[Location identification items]
* Start *

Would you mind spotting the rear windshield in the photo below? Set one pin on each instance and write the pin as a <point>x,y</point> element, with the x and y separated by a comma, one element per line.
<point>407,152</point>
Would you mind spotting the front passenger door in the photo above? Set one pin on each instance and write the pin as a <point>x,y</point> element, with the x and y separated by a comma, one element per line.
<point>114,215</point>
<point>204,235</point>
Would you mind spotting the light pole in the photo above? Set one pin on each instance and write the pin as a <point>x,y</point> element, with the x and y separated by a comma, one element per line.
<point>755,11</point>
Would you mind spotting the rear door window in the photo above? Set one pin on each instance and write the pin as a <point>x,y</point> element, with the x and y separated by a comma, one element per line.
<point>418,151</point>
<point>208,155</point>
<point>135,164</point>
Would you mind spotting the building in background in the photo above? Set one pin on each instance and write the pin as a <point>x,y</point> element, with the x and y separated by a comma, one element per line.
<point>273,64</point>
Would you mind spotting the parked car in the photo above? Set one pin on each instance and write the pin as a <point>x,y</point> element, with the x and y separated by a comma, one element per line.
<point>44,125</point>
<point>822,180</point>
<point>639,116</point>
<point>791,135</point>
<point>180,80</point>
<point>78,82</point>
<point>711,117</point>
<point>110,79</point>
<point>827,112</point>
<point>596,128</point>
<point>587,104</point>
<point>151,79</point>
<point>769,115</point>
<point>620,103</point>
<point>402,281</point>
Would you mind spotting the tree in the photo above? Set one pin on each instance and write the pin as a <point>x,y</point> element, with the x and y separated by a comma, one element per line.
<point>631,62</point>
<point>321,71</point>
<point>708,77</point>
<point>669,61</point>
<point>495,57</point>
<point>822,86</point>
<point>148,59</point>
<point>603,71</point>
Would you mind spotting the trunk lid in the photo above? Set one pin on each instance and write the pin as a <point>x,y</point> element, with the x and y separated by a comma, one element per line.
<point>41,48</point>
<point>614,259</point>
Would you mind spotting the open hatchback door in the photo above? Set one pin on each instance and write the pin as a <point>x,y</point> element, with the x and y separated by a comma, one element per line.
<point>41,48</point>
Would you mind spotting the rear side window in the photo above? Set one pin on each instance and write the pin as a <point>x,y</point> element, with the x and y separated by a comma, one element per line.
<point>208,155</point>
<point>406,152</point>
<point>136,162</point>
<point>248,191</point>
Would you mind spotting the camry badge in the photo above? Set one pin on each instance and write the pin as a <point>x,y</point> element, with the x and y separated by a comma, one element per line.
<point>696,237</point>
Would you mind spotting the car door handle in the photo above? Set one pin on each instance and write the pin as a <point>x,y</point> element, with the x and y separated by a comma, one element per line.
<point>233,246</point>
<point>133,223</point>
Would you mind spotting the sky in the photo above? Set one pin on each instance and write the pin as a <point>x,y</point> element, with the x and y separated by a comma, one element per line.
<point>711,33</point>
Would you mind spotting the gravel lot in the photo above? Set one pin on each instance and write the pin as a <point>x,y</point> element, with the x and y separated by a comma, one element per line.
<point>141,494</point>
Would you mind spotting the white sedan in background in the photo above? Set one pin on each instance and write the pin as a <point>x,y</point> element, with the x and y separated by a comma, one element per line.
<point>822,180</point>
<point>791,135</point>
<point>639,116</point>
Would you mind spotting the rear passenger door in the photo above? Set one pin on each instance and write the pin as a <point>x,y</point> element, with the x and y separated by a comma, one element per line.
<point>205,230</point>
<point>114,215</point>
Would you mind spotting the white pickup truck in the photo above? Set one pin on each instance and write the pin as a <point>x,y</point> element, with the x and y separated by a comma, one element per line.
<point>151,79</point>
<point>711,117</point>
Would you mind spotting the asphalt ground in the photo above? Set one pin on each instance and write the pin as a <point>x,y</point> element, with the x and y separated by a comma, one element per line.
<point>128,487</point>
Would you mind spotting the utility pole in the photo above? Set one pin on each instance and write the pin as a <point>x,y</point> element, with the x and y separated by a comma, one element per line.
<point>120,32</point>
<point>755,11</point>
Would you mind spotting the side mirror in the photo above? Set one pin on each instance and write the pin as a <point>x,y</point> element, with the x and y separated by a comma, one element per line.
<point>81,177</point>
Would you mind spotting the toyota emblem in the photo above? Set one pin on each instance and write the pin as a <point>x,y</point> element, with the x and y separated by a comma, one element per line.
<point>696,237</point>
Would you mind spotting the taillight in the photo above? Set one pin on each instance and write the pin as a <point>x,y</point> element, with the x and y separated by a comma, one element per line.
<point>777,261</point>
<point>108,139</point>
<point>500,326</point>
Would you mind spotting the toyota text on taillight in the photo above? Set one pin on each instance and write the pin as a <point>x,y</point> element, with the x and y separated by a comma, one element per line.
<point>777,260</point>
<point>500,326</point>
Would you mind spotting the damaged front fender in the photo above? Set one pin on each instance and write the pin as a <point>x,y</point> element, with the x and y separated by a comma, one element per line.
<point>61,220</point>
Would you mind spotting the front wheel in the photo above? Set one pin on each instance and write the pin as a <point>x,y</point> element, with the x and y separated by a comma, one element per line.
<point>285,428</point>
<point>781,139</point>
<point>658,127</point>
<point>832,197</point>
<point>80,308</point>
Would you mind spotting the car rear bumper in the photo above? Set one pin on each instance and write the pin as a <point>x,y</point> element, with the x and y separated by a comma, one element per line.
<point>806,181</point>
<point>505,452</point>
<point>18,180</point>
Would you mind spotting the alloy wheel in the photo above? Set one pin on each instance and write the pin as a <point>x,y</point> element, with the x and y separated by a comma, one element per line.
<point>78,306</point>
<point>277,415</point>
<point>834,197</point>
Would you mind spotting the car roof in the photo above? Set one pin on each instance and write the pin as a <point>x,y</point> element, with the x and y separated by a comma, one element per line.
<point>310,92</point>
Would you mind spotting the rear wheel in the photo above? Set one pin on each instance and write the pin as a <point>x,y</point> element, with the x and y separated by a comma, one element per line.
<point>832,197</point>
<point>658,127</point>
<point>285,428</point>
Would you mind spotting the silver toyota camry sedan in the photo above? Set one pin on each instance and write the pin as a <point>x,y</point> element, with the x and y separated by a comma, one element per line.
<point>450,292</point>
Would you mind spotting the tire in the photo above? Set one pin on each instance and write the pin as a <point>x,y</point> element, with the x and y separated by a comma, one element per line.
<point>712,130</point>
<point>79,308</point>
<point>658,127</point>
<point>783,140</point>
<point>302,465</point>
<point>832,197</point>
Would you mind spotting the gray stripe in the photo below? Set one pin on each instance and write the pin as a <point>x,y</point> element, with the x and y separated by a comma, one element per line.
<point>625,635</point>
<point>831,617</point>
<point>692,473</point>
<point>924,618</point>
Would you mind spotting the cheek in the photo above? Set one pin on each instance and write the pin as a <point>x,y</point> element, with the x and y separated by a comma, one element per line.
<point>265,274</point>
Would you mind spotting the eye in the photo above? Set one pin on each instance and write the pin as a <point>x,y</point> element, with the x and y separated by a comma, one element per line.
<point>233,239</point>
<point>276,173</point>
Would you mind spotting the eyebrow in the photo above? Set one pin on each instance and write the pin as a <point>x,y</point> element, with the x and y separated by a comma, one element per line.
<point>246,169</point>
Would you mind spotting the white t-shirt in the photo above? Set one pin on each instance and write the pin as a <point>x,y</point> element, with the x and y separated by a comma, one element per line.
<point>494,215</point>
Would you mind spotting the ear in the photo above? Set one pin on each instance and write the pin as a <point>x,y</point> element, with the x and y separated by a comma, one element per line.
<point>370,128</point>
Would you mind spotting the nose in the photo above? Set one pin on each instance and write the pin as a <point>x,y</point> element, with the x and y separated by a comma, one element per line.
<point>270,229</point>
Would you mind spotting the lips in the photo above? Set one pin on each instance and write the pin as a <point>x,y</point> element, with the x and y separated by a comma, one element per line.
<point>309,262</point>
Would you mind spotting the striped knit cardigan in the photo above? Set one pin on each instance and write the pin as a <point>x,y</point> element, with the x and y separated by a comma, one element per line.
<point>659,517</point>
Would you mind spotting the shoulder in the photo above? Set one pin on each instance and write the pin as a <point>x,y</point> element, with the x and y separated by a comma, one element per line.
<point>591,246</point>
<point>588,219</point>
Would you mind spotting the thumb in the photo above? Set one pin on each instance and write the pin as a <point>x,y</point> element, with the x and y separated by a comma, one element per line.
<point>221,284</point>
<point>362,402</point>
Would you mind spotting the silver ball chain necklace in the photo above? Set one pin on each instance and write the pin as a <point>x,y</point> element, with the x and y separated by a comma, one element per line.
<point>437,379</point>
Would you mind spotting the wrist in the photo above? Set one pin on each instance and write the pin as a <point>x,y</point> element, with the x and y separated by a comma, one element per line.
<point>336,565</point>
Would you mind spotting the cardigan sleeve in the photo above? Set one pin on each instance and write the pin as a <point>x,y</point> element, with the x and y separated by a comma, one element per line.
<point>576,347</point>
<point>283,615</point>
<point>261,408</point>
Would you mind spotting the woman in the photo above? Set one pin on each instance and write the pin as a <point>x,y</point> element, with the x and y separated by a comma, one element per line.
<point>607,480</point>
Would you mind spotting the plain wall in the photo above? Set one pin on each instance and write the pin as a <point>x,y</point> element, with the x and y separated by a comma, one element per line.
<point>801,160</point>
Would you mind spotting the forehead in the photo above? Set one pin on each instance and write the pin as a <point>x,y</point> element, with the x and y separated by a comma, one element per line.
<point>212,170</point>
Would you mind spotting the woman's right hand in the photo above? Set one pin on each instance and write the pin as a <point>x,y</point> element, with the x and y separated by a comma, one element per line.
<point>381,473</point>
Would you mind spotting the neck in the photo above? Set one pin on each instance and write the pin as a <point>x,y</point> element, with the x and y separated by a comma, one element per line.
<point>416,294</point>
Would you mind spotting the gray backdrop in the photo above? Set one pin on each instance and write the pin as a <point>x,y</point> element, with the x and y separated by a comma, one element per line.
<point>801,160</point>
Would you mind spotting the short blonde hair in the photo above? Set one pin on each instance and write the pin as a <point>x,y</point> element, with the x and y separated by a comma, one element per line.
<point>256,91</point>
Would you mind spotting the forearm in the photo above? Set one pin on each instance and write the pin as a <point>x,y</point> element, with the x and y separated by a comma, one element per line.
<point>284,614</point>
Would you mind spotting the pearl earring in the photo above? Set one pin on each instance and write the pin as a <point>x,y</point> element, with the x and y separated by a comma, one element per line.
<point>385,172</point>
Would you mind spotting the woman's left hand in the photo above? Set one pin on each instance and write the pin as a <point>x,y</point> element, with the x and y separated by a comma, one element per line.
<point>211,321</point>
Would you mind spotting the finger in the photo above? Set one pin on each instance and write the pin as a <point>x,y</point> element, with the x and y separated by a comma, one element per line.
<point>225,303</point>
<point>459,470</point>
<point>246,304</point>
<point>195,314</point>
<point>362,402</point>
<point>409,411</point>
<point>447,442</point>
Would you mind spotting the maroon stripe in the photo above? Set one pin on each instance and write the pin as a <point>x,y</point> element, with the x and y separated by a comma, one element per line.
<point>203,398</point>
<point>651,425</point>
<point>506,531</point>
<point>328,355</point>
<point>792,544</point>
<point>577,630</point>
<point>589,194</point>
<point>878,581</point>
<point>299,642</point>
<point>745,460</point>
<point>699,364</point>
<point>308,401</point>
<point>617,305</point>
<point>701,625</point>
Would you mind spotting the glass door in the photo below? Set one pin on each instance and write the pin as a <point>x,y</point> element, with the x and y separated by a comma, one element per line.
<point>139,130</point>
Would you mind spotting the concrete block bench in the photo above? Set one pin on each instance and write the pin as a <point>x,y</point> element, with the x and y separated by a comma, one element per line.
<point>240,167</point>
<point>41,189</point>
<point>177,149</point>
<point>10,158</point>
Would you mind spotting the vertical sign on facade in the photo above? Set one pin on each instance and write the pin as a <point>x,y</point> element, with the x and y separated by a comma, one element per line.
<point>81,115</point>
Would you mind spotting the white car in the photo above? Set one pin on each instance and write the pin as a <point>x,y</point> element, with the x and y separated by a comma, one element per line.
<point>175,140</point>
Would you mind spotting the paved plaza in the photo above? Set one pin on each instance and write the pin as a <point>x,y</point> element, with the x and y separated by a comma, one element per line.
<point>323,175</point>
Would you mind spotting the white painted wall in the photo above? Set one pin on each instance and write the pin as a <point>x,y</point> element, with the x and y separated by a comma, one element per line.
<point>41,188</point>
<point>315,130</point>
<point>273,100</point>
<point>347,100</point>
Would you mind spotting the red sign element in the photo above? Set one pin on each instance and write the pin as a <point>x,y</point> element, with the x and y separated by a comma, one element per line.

* End *

■ Your objective
Please return, character for character, the lines of the items between the line containing "Would you mind spotting the rear door" and the line containing "<point>135,164</point>", inclusive.

■ Solution to this task
Would you mind spotting the rear door window in the photo above? Set one pin on each instance and write the pin as a <point>x,y</point> element, with the x and y separated by a comma, one element per line.
<point>418,151</point>
<point>208,155</point>
<point>135,164</point>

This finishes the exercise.